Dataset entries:
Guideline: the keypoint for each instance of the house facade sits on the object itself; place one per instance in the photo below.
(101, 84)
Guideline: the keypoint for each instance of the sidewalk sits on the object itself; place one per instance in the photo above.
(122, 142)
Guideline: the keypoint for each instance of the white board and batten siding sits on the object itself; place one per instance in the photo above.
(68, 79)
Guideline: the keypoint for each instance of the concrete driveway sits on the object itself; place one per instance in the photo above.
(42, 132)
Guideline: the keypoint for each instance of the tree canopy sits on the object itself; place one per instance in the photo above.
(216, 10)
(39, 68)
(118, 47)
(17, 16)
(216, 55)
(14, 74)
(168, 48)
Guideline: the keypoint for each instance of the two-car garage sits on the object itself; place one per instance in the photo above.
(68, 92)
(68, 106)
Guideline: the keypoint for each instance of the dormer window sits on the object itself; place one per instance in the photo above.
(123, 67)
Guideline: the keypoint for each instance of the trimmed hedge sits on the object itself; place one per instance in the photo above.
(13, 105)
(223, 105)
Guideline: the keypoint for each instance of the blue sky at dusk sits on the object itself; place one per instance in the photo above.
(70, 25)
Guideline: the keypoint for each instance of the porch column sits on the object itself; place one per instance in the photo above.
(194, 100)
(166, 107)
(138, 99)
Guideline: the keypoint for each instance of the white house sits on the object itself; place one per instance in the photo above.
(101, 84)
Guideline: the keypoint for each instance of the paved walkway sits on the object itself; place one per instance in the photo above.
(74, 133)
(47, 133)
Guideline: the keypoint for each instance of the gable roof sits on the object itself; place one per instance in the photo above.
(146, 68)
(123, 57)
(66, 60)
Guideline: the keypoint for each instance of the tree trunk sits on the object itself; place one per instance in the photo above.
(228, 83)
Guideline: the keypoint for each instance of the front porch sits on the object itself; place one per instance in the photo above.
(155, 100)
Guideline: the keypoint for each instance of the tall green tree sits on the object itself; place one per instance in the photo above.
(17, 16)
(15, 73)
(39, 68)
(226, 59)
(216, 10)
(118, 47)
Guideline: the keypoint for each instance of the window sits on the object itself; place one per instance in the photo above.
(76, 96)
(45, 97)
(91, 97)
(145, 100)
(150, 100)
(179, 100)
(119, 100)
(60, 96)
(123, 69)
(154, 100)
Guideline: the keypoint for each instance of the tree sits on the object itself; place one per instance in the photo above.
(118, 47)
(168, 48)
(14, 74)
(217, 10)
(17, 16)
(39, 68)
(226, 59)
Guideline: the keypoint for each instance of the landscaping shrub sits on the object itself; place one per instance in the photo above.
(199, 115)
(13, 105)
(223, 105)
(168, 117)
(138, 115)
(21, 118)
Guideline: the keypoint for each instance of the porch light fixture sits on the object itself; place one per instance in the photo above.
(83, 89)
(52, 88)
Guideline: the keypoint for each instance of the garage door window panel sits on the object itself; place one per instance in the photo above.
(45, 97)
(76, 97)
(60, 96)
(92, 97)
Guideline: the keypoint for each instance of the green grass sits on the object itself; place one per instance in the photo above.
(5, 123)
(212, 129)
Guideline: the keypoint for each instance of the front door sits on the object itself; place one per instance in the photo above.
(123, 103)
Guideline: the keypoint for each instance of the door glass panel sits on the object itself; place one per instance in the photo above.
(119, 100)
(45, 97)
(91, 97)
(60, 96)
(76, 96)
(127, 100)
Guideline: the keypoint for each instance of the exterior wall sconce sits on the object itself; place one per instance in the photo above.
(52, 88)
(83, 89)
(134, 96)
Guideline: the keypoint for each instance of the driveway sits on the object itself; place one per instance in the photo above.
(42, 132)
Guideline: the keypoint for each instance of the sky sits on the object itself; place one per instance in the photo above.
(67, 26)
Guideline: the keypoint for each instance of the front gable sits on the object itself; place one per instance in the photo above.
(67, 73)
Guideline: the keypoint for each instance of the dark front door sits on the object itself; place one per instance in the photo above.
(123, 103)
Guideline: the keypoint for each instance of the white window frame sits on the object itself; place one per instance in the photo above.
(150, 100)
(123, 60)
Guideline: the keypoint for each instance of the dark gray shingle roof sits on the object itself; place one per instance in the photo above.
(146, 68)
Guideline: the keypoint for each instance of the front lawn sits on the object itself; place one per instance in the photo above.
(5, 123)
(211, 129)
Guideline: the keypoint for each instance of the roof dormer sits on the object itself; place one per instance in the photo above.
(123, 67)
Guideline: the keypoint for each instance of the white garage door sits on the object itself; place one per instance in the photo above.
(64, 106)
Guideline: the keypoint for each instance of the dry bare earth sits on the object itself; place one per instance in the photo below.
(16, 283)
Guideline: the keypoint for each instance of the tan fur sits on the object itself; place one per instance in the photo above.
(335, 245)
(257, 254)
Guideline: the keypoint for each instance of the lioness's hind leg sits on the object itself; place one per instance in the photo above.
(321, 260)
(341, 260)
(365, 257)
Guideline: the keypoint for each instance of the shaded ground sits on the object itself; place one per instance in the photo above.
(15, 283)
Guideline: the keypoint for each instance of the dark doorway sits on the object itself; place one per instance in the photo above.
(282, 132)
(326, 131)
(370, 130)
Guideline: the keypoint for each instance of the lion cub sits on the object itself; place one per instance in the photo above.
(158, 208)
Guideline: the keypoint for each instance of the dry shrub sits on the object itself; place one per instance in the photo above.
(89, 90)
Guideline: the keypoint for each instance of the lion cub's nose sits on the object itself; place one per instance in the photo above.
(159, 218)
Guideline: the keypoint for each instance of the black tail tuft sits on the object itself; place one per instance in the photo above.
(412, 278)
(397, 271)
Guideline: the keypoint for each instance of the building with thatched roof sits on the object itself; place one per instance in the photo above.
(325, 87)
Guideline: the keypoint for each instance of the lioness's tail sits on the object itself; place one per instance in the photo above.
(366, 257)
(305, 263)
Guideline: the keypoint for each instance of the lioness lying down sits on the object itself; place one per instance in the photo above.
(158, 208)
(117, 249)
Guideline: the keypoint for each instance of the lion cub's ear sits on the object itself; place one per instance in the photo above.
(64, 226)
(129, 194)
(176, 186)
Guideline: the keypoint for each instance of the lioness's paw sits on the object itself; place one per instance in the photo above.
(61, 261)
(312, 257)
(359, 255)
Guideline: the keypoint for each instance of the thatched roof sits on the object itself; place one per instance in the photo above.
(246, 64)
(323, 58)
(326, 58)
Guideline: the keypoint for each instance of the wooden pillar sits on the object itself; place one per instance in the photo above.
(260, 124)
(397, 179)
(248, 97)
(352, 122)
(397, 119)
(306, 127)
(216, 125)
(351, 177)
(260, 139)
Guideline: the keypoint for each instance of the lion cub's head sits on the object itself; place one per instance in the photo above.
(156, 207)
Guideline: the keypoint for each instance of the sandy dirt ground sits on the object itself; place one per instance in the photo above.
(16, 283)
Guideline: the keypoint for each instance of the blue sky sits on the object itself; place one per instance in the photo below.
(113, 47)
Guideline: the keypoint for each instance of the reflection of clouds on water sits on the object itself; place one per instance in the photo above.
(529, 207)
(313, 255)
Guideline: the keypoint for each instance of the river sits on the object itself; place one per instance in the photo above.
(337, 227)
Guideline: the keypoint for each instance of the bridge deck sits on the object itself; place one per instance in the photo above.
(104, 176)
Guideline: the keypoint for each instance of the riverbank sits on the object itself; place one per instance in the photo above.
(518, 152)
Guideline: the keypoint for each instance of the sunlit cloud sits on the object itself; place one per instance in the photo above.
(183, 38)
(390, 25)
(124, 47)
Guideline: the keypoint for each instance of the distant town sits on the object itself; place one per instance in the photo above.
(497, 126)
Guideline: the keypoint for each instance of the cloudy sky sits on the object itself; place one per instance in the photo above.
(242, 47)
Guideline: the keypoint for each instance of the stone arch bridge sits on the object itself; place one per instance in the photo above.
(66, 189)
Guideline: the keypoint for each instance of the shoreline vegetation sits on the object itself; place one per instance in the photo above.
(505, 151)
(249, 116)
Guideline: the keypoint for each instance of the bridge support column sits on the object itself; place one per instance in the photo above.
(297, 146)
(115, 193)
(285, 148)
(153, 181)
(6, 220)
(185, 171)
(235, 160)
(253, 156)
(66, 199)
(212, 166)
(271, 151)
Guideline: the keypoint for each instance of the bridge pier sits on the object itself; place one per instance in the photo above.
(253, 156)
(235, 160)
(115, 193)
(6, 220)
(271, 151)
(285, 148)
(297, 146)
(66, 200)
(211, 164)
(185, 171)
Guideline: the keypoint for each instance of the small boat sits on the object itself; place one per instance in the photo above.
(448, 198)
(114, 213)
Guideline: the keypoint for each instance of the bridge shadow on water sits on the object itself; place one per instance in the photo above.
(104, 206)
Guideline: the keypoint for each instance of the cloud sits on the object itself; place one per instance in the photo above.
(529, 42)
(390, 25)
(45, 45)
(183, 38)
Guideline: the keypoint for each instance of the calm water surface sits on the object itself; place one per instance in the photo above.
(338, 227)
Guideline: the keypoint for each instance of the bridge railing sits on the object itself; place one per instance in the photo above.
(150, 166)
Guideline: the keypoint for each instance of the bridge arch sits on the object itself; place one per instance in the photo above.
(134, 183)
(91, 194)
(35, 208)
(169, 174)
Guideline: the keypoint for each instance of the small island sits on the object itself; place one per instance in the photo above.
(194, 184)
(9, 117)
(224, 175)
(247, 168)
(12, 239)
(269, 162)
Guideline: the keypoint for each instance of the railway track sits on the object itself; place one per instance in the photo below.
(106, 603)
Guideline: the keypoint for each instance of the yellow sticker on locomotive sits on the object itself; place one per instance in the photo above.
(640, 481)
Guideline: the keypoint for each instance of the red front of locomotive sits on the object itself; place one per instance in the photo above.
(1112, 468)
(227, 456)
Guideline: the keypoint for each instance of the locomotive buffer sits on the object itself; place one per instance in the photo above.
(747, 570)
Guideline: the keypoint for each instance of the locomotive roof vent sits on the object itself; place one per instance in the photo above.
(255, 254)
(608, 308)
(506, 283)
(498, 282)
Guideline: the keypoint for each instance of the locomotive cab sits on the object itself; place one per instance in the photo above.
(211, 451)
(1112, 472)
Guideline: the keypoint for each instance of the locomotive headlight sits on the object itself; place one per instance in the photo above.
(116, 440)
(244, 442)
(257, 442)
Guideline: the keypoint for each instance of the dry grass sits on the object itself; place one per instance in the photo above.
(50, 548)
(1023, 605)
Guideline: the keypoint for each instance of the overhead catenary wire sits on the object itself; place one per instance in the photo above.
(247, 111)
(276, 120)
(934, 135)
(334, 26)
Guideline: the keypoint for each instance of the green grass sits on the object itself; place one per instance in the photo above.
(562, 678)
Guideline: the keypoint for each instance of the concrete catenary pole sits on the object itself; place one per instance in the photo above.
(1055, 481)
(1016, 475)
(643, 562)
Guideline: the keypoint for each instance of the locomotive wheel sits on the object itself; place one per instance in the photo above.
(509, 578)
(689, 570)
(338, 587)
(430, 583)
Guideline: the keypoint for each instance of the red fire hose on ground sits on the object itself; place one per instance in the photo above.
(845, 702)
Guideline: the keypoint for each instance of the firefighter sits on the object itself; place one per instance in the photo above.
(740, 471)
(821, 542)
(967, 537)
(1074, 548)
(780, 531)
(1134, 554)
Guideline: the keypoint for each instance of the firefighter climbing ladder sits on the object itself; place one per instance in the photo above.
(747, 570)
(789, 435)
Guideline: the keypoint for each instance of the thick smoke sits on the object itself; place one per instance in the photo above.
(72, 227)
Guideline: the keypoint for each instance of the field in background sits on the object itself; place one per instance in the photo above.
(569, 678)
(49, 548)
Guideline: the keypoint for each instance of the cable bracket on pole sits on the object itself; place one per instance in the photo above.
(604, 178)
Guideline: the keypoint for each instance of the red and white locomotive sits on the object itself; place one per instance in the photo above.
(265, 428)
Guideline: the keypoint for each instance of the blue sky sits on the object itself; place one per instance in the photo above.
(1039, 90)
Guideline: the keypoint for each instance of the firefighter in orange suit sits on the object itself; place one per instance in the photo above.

PROBLEM TO WORK ON:
Only the lines from the one with "Guideline: the keypoint for each instance of the overhead" through the end of the data should be printed, each exactly as it appears.

RESPONSE:
Guideline: the keypoint for each instance of the overhead catenary wire sits on the object itself; place one per instance in the photo above.
(247, 111)
(276, 120)
(934, 135)
(334, 26)
Guideline: the keypoint for each instance of the green grass sits on the object itself; place one per instance in the photo above.
(562, 678)
Guideline: the keypoint for each instance of the concrete catenary pole sits on the object itself; place one per instance in the photo above.
(1055, 481)
(1016, 475)
(643, 562)
Guideline: the keypoint for each instance of the locomotive wheel sits on the object itself; place one per instance in the photo above.
(509, 578)
(689, 570)
(338, 587)
(430, 583)
Guideline: the keypoint for each instance of the red fire hose on ground sits on the object itself; place one per instance in the photo above.
(845, 702)
Guideline: the keypoint for each instance of the firefighter sits on the object itself; place one per instance in the photo above.
(740, 471)
(821, 542)
(967, 537)
(1074, 548)
(780, 531)
(1134, 554)
Guideline: the keypoint for each instance of the firefighter climbing ladder sits on the object itself; place one per instance in the photo above.
(747, 570)
(789, 435)
Guideline: the keypoint for each instance of the thick smoke sits on the object itself; place one per instance in the photo above.
(72, 227)
Guideline: the keypoint for each instance of the field in background sits on the object itself; place one per instance in the photo above.
(569, 678)
(49, 548)
Guideline: the keypoint for each instance of the cable bracket on pole sits on the object itself; place one per instance in the photo above.
(604, 178)
Guideline: the keypoint for each instance of the red and white locomotive sits on the object itself; place one per instance in the photo above.
(265, 428)
Guideline: the keypoint for each instance of the blue sky sits on the object itself; place one per instance in the photo above.
(1039, 90)
Guideline: the keypoint for each instance of the firefighter in orange suit sits on the object itself; place one per instance in the photo above.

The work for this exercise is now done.